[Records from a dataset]
* * * * *

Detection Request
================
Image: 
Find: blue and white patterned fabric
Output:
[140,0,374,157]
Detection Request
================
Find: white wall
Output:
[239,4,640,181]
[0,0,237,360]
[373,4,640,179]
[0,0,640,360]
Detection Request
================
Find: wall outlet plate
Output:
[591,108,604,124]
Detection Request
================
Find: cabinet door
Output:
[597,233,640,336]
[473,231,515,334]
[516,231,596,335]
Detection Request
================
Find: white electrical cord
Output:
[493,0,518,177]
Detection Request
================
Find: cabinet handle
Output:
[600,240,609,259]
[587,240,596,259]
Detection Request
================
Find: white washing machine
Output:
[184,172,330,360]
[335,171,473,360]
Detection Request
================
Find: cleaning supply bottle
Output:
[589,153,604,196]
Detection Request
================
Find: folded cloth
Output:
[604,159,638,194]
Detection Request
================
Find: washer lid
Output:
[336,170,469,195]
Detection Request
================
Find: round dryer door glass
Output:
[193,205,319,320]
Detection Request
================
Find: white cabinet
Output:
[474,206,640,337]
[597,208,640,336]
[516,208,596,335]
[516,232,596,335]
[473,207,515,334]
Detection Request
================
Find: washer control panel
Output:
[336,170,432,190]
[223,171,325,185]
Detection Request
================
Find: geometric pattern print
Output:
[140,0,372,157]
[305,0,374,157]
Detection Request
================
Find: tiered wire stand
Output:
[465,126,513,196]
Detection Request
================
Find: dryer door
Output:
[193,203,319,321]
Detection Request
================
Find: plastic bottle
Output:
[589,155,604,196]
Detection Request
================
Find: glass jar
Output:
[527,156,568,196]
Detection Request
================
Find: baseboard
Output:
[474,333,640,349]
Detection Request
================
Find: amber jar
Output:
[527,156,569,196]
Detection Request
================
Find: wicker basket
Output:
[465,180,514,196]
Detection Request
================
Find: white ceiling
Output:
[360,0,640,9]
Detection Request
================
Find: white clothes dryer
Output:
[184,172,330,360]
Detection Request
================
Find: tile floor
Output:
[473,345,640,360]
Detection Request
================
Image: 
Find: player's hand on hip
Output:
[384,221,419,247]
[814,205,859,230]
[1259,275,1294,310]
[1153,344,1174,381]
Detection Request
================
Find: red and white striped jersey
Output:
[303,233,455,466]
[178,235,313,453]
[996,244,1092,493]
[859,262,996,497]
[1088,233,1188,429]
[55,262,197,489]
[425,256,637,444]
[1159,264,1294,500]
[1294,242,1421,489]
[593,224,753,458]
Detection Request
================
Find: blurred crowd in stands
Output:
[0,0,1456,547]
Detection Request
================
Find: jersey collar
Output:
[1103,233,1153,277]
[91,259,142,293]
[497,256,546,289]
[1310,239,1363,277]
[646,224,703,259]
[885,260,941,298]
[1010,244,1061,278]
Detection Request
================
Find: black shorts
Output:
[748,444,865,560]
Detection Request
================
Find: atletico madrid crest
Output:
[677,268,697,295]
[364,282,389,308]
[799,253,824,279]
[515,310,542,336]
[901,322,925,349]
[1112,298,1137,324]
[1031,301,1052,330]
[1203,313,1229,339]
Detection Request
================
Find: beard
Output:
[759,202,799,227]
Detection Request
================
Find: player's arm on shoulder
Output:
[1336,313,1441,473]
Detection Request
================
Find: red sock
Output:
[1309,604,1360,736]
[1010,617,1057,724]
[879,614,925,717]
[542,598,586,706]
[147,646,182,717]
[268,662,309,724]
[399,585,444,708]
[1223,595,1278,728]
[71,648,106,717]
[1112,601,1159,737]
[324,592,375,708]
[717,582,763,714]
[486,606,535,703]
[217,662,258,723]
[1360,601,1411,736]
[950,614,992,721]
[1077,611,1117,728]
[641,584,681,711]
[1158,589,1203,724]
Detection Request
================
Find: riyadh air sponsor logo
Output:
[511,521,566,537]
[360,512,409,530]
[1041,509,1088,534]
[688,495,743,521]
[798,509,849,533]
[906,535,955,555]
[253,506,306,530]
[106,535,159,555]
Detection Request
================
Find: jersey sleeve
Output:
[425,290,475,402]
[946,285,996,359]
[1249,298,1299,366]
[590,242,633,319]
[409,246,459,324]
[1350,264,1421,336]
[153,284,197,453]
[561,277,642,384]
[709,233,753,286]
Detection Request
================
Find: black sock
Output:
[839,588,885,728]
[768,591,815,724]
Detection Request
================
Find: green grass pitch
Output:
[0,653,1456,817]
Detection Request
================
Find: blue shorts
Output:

* * * * *

• **Problem details**
Report every line of the records above that contains the word "cabinet".

• **Completed task**
Find: cabinet door
Find: cabinet handle
Find: white cabinet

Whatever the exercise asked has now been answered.